INFORMATION SUPPLIED ->
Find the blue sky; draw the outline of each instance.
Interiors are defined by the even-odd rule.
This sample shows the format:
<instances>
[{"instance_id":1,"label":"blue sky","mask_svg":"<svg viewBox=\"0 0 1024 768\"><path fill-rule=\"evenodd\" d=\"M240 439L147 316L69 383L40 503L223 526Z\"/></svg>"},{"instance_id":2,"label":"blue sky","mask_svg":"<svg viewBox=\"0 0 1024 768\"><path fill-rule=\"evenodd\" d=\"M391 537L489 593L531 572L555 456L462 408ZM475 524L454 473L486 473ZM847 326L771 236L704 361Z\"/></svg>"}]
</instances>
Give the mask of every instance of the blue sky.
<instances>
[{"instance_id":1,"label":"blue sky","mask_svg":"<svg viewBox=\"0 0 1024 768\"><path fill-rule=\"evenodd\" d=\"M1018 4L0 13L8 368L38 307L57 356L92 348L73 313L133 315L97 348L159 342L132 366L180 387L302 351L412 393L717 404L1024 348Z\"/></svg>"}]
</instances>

DESCRIPTION OF THE TASK -> An acceptable answer repeats every entry exactly, with nothing omitted.

EXERCISE OUTPUT ->
Find the blue sky; draw the outline of each instance.
Interiors are defined by the even-odd rule.
This sample shows the format:
<instances>
[{"instance_id":1,"label":"blue sky","mask_svg":"<svg viewBox=\"0 0 1024 768\"><path fill-rule=\"evenodd\" d=\"M240 439L147 316L69 383L40 503L223 526Z\"/></svg>"},{"instance_id":2,"label":"blue sky","mask_svg":"<svg viewBox=\"0 0 1024 768\"><path fill-rule=\"evenodd\" d=\"M391 537L489 593L531 572L555 456L462 408ZM475 524L454 473L486 473ZM847 326L771 236L704 361Z\"/></svg>"}]
</instances>
Give the mask of every instance of the blue sky.
<instances>
[{"instance_id":1,"label":"blue sky","mask_svg":"<svg viewBox=\"0 0 1024 768\"><path fill-rule=\"evenodd\" d=\"M1018 4L0 13L8 368L38 307L57 356L92 348L73 313L133 315L97 348L159 342L132 366L180 387L302 351L412 393L717 404L1024 348Z\"/></svg>"}]
</instances>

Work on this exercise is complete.